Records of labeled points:
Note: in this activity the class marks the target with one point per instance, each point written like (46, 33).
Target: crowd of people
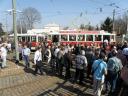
(101, 65)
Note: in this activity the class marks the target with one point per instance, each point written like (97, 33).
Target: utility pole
(15, 29)
(127, 21)
(20, 27)
(113, 20)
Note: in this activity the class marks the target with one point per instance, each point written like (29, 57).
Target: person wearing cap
(81, 64)
(3, 55)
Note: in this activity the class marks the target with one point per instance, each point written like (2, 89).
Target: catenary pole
(15, 29)
(113, 20)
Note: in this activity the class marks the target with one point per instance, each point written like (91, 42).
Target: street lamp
(15, 30)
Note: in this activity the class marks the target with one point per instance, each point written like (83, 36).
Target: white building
(47, 28)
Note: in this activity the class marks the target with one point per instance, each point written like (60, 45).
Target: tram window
(40, 39)
(98, 38)
(19, 38)
(64, 38)
(55, 38)
(112, 38)
(28, 39)
(107, 37)
(33, 38)
(72, 37)
(49, 37)
(89, 38)
(81, 37)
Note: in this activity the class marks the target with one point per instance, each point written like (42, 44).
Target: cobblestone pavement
(17, 81)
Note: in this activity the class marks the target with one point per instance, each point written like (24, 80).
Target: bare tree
(29, 17)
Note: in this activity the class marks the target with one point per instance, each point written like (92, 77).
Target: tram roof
(26, 34)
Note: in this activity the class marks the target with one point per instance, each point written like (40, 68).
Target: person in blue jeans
(99, 68)
(25, 54)
(114, 66)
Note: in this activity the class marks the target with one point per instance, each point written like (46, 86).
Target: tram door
(55, 38)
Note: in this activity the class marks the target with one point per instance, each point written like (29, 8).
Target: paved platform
(17, 81)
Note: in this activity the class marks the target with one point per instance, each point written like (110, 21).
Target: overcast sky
(66, 12)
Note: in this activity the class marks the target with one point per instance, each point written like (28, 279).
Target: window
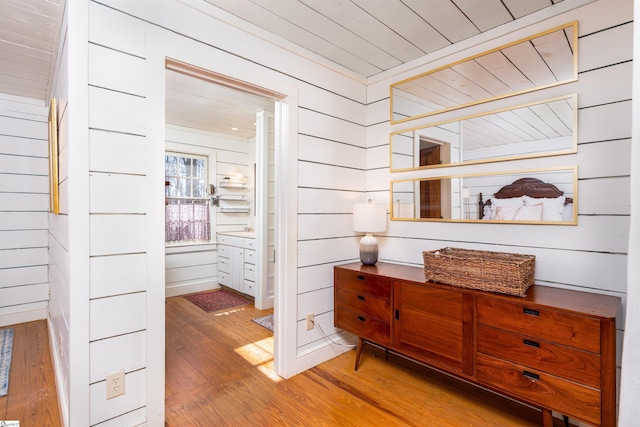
(187, 204)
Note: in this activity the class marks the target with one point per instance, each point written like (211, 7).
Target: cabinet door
(430, 325)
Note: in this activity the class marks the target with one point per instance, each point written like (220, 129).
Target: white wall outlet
(115, 384)
(310, 322)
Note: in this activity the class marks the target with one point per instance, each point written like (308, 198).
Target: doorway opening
(233, 124)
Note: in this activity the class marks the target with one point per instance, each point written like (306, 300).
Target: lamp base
(368, 249)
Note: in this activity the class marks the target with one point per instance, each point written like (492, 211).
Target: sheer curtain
(630, 384)
(187, 220)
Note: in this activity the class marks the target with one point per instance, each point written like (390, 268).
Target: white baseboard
(189, 288)
(320, 354)
(63, 403)
(23, 316)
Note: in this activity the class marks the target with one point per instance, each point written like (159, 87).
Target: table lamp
(369, 218)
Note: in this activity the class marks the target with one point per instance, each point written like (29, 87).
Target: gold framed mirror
(538, 129)
(543, 60)
(535, 196)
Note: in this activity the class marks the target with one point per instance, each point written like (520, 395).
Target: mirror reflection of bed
(527, 199)
(545, 196)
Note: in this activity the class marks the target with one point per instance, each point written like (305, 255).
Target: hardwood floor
(219, 373)
(31, 397)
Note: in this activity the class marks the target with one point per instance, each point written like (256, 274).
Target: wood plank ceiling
(365, 37)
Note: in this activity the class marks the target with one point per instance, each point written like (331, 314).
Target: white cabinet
(236, 263)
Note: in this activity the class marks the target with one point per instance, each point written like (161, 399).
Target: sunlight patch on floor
(260, 355)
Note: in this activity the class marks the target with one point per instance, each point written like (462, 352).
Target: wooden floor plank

EXERCISE PROMPT:
Return to the listing above and set it down exactly, leaving out its pictures.

EXERCISE SOLUTION:
Note: in this activity the class marks the target with one point per instance, each point written like (46, 33).
Target: crowd of people
(101, 65)
Note: in this activity the class marks the target with one point per instance, each point written like (97, 33).
Target: utility pole
(15, 29)
(127, 21)
(20, 27)
(113, 20)
Note: in this activity the class marks the target with one point per instance, each point written like (29, 57).
Target: person wearing cap
(81, 64)
(3, 55)
Note: in this activity the class marks the target with one point per instance, each point written like (2, 89).
Target: catenary pole
(15, 29)
(113, 20)
Note: in this activity the class marks the target with one point per instance, each point written like (91, 42).
Target: street lamp
(15, 30)
Note: in this activity the class marks the target with one point per instance, each point written like (83, 36).
Target: white building
(47, 28)
Note: in this activity the class marks the target with one point per instance, each point written like (60, 45).
Target: tram window
(40, 39)
(98, 38)
(19, 38)
(64, 38)
(55, 38)
(112, 38)
(28, 39)
(107, 37)
(33, 38)
(72, 37)
(49, 37)
(89, 38)
(81, 37)
Note: in this activity the class marks the target with one point per instance, each point written like (42, 44).
Target: cobblestone pavement
(17, 81)
Note: in this activity the class marks the target with one point per instance, each point written like (24, 80).
Target: bare tree
(29, 17)
Note: in this activity the class marks the target with one point per instance, each point written like (92, 77).
Target: tram roof
(26, 34)
Note: in this activity the class marks the target with one point per instance, each point written like (40, 68).
Target: person in blue jeans
(99, 68)
(25, 54)
(114, 66)
Note: in this activity the class marks the target with one point per instance, each point written like (46, 86).
Target: tram door
(55, 38)
Note: in this activity the class marks the target with one point per instance, each point written like (29, 8).
Target: paved platform
(17, 81)
Note: in this activity the class marks the target with one point per instance, each point written like (110, 21).
Target: overcast sky
(66, 12)
Note: in this activity the class marks the target with one point per instance, each point written like (28, 279).
Target: window
(187, 204)
Note: in this activity the class marks the target with one point per instance, each point written like (211, 7).
Target: cabinet door
(430, 325)
Note: in this activity the class marks the target with one point per instance, each point written like (220, 129).
Target: white wall outlet
(115, 384)
(310, 322)
Note: in this activity the class marks the target with one point per instance, each point written like (308, 198).
Target: doorway opening
(233, 124)
Note: in this activity the class marks the target with one point per instance, each point written like (306, 300).
Target: lamp base
(368, 249)
Note: in this activity the class marks the target with one point per instance, each point written like (492, 211).
Target: sheer curtain
(630, 384)
(187, 220)
Note: in this activity the class marks the target with one point per instance, each point written like (390, 268).
Target: white baseboard
(189, 288)
(320, 354)
(63, 403)
(23, 316)
Note: in this activity the class marks the target with one point per instance, each point written like (159, 87).
Target: table lamp
(369, 218)
Note: in this activity the class marks the target with one point per instance, each point written like (29, 87).
Target: gold framed mirror
(538, 129)
(543, 60)
(535, 196)
Note: in this activity the class marks the target with one point per instance, each point written like (520, 395).
Target: mirror reflection of bed
(527, 199)
(545, 196)
Note: in this activity the class marks the target with one point per instance, each point written like (305, 255).
Target: hardwood floor
(219, 373)
(31, 397)
Note: in this activity the class marks the target with one point per instance, each point written like (256, 274).
Target: wood plank ceiling
(365, 37)
Note: in this activity the class marks the target with one point per instance, each point written like (331, 314).
Target: white cabinet
(236, 263)
Note: in this activity the class marks the target with one point per instance, each point written like (161, 399).
Target: sunlight patch on floor
(260, 355)
Note: in this activity the class marks the target with one point per instance, each point written like (462, 352).
Target: wooden floor plank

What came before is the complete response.